**Short problem**
Put every line of the entries below into a Markdown table with two columns, "Row" for the row number and "Line" for the line itself, and skip any blank lines. Leave the pictures out of the table.

··· Source data

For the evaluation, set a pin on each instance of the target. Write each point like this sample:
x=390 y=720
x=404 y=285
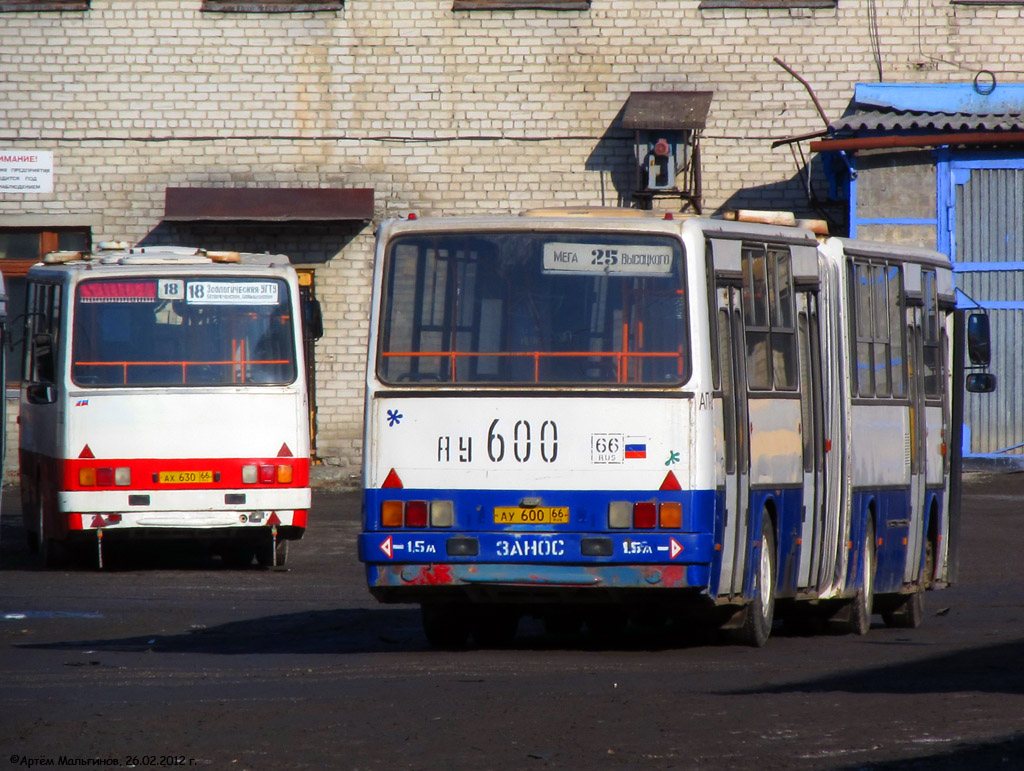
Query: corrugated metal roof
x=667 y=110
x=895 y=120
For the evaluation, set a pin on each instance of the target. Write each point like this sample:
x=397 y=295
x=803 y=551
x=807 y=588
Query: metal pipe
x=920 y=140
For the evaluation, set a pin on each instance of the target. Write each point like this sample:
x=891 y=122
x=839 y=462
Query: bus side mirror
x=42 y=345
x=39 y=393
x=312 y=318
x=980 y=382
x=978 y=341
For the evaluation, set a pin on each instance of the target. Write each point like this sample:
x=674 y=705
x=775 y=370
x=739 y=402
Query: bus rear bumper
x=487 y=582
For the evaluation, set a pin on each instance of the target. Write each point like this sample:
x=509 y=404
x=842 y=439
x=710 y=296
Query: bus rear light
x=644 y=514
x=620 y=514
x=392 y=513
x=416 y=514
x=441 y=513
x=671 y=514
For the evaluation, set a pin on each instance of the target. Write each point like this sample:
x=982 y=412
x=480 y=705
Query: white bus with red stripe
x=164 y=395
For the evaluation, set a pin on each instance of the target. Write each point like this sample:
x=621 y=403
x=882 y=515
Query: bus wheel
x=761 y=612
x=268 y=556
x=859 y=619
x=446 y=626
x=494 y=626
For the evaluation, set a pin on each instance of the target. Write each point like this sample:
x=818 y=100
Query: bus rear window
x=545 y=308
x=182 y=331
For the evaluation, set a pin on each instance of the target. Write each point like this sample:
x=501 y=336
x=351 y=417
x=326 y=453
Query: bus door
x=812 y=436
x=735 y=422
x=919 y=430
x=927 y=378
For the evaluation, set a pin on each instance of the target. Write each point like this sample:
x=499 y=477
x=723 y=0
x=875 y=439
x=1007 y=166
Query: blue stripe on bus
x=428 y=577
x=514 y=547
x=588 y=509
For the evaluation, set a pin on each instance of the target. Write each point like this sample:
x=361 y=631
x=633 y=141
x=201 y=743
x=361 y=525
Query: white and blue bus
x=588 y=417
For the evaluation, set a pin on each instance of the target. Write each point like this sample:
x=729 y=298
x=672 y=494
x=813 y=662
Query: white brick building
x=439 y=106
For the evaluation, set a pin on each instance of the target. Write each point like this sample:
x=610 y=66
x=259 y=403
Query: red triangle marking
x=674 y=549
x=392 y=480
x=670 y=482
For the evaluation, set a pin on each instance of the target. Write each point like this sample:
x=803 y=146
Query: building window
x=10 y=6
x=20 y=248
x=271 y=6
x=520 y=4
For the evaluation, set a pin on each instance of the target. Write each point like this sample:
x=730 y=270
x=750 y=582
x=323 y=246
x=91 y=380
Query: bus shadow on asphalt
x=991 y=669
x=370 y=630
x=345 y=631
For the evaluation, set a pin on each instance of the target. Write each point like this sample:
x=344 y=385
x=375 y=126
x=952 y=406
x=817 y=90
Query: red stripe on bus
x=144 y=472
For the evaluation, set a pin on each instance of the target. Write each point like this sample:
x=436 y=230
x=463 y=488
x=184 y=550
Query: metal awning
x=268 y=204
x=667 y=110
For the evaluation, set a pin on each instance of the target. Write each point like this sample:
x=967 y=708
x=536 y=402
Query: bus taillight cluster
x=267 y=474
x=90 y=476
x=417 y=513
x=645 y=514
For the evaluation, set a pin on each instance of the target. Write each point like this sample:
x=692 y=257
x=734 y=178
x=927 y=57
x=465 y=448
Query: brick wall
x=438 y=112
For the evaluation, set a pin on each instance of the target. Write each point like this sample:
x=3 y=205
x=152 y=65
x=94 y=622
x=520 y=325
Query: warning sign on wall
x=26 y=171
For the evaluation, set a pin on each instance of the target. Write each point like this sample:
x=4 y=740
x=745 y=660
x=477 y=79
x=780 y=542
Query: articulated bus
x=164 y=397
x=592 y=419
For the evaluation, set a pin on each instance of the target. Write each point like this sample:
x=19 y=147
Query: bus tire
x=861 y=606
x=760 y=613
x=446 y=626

······

**Answer**
| Row | Line |
|---|---|
| 1 | For the evaluation, set a pin on each instance of the target. Write each point like this sample: |
| 2 | x=390 y=720 |
| 3 | x=404 y=285 |
| 4 | Query: corrugated metal roof |
| 5 | x=667 y=110 |
| 6 | x=895 y=120 |
| 7 | For the evaluation, set a pin on each instance of the target. Write each point like this sample: |
| 8 | x=397 y=295 |
| 9 | x=803 y=551 |
| 10 | x=807 y=588 |
| 11 | Query: metal pipe |
| 12 | x=920 y=140 |
| 13 | For the evaluation, set a pin on each instance of the target. Write each point like this sample: |
| 14 | x=891 y=122 |
| 15 | x=839 y=462 |
| 16 | Query: bus side mirror |
| 17 | x=42 y=345 |
| 18 | x=39 y=393 |
| 19 | x=312 y=318 |
| 20 | x=980 y=382 |
| 21 | x=978 y=341 |
| 22 | For the evaluation, set a pin on each instance of the target. Write each point like this sample: |
| 23 | x=674 y=705 |
| 24 | x=775 y=370 |
| 25 | x=739 y=402 |
| 26 | Query: bus rear bumper |
| 27 | x=487 y=582 |
| 28 | For the evaluation, set a pin on each instance of the target. Write each point like this sample: |
| 29 | x=509 y=404 |
| 30 | x=842 y=439 |
| 31 | x=710 y=296 |
| 32 | Query: bus rear light |
| 33 | x=644 y=514 |
| 34 | x=620 y=514 |
| 35 | x=392 y=513 |
| 36 | x=416 y=514 |
| 37 | x=441 y=513 |
| 38 | x=671 y=514 |
| 39 | For the evaluation, set a pin on each instance of the target. Write each point like this sample: |
| 40 | x=982 y=412 |
| 41 | x=480 y=705 |
| 42 | Query: white bus with red stripe |
| 43 | x=164 y=395 |
| 44 | For the evaluation, set a pin on each instance of the target. Write each point like this sample: |
| 45 | x=621 y=403 |
| 46 | x=882 y=515 |
| 47 | Query: bus wheel |
| 48 | x=761 y=612 |
| 49 | x=268 y=556 |
| 50 | x=859 y=619 |
| 51 | x=446 y=626 |
| 52 | x=494 y=626 |
| 53 | For the evaluation, set a pin on each instance of the target. Write each point like this sample: |
| 54 | x=818 y=100 |
| 55 | Query: bus rear window |
| 56 | x=545 y=308 |
| 57 | x=182 y=331 |
| 58 | For the evaluation, set a pin on each instance of the target. Write each point like this sample: |
| 59 | x=501 y=336 |
| 60 | x=351 y=417 |
| 61 | x=326 y=453 |
| 62 | Query: bus door |
| 63 | x=812 y=436 |
| 64 | x=735 y=422 |
| 65 | x=919 y=430 |
| 66 | x=927 y=378 |
| 67 | For the evaluation, set a pin on each instance of the target. Write each point like this sample: |
| 68 | x=499 y=477 |
| 69 | x=723 y=0 |
| 70 | x=875 y=439 |
| 71 | x=1007 y=166 |
| 72 | Query: blue stripe on bus |
| 73 | x=428 y=577 |
| 74 | x=514 y=547 |
| 75 | x=588 y=509 |
| 76 | For the evaluation, set a pin on each instance of the target. Write each point like this sample: |
| 77 | x=361 y=631 |
| 78 | x=633 y=141 |
| 79 | x=201 y=743 |
| 80 | x=361 y=525 |
| 81 | Query: white and blue bus |
| 82 | x=588 y=417 |
| 83 | For the evaluation, set a pin on each instance of the target. Write each point like this sample: |
| 84 | x=729 y=298 |
| 85 | x=672 y=494 |
| 86 | x=813 y=662 |
| 87 | Query: white brick building |
| 88 | x=439 y=106 |
| 89 | For the evaluation, set a pin on each instance of the target. Write each point like this sample: |
| 90 | x=610 y=66 |
| 91 | x=259 y=403 |
| 92 | Query: red triangle marking |
| 93 | x=674 y=549 |
| 94 | x=392 y=480 |
| 95 | x=670 y=482 |
| 96 | For the evaluation, set a pin on each instance of the target. Write each point like this sample: |
| 97 | x=803 y=146 |
| 98 | Query: building window |
| 99 | x=10 y=6 |
| 100 | x=20 y=248 |
| 101 | x=271 y=6 |
| 102 | x=520 y=4 |
| 103 | For the evaluation, set a pin on each instance of the target. Write each point like this sample: |
| 104 | x=730 y=270 |
| 105 | x=750 y=582 |
| 106 | x=323 y=246 |
| 107 | x=91 y=380 |
| 108 | Query: bus shadow on asphalt |
| 109 | x=991 y=669 |
| 110 | x=370 y=630 |
| 111 | x=345 y=631 |
| 112 | For the evaluation, set a pin on each instance of the target. Write each point like this sample: |
| 113 | x=344 y=385 |
| 114 | x=375 y=126 |
| 115 | x=952 y=406 |
| 116 | x=817 y=90 |
| 117 | Query: red stripe on bus |
| 118 | x=144 y=472 |
| 119 | For the evaluation, set a pin on each instance of the target. Write each point like this sample: |
| 120 | x=436 y=230 |
| 121 | x=463 y=488 |
| 122 | x=184 y=550 |
| 123 | Query: metal awning |
| 124 | x=268 y=204 |
| 125 | x=667 y=110 |
| 126 | For the evaluation, set a pin on each instance of the target. Write each point like this sample: |
| 127 | x=967 y=708 |
| 128 | x=536 y=402 |
| 129 | Query: bus taillight cluster |
| 130 | x=267 y=474 |
| 131 | x=90 y=476 |
| 132 | x=417 y=513 |
| 133 | x=645 y=514 |
| 134 | For the evaluation, set a pin on each instance of the target. Write each point like this sample: |
| 135 | x=692 y=257 |
| 136 | x=734 y=178 |
| 137 | x=927 y=57 |
| 138 | x=465 y=448 |
| 139 | Query: brick wall |
| 140 | x=438 y=112 |
| 141 | For the evaluation, set a pin on each instance of the target. Write each point like this sample: |
| 142 | x=3 y=205 |
| 143 | x=152 y=65 |
| 144 | x=94 y=622 |
| 145 | x=520 y=325 |
| 146 | Query: warning sign on wall |
| 147 | x=26 y=171 |
| 148 | For the evaluation, set a pin on each instance of the target. Write each point like this sample: |
| 149 | x=4 y=740 |
| 150 | x=745 y=660 |
| 151 | x=477 y=79 |
| 152 | x=780 y=542 |
| 153 | Query: articulated bus |
| 154 | x=164 y=397 |
| 155 | x=592 y=419 |
| 156 | For the evaluation, set a pin on each instance of the target. Write each point like this sample: |
| 157 | x=19 y=147 |
| 158 | Query: bus tire |
| 159 | x=861 y=606 |
| 160 | x=760 y=613 |
| 161 | x=446 y=626 |